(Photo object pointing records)
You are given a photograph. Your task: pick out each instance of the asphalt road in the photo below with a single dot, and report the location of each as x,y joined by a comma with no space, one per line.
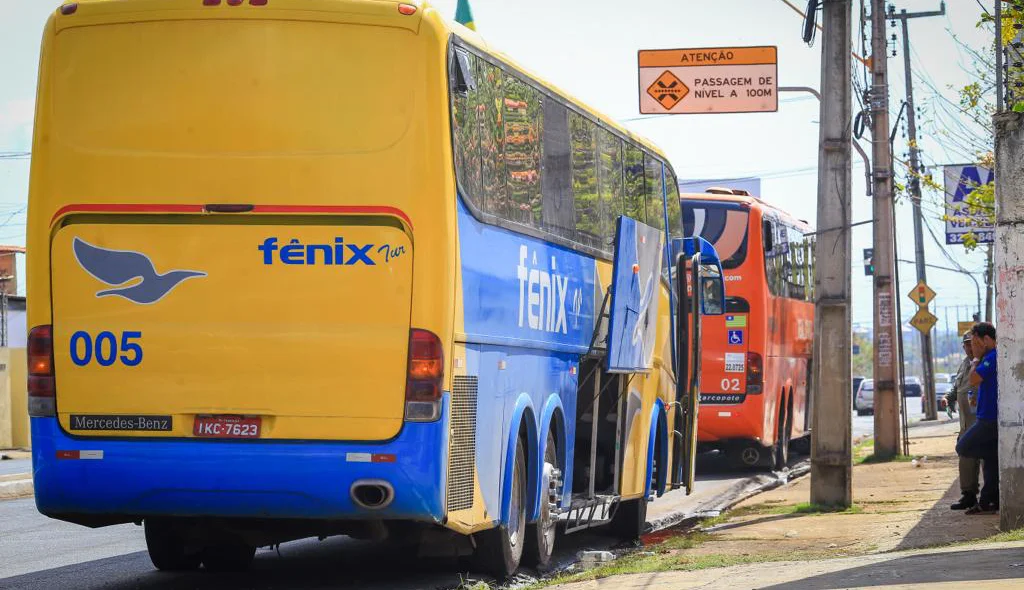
864,425
37,552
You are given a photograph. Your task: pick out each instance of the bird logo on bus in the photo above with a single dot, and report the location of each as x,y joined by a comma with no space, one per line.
131,272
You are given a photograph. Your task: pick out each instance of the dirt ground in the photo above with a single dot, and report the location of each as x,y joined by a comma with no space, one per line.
898,506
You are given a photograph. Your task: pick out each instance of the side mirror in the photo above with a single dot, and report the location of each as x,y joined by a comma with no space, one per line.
810,20
463,74
712,290
676,247
769,241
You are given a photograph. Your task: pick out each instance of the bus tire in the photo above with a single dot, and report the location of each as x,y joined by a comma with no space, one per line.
228,557
780,451
630,519
500,549
541,535
167,548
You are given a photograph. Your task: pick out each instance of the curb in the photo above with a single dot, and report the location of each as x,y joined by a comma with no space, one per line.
16,489
737,493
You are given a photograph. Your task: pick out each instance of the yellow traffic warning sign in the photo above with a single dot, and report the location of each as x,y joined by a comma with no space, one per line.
924,321
668,89
964,327
922,294
709,80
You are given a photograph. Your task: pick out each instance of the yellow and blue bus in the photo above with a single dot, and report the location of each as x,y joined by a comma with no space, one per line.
316,267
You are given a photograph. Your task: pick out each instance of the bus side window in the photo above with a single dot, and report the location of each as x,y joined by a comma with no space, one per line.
654,194
774,259
558,213
609,178
585,185
491,92
522,152
634,198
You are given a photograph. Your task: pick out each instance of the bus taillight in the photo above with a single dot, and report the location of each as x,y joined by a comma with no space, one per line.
426,372
755,373
42,390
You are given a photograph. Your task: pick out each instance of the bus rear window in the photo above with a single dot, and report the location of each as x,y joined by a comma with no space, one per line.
722,224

Task brief
Please rescale everything from the line containing "the bus taillight" down to the end of the records by writing those lines out again, requests included, with each point coordinate multiplied by 0.5 and rounded to a whole number, halves rounded up. Leave the requests and their format description unchanged.

Full solution
You are given a photograph. Your task: pick out each instance of the bus taillight in the photo above with a single dot, and report the location of each as x,y joined by a comma with no space, one per line.
213,186
378,187
21,195
You are given a photograph. Your task: pick out each instance of the bus rear window in the photo above with a single dot, and report the location of each as x,y joined by a comma with no space, one per line.
361,112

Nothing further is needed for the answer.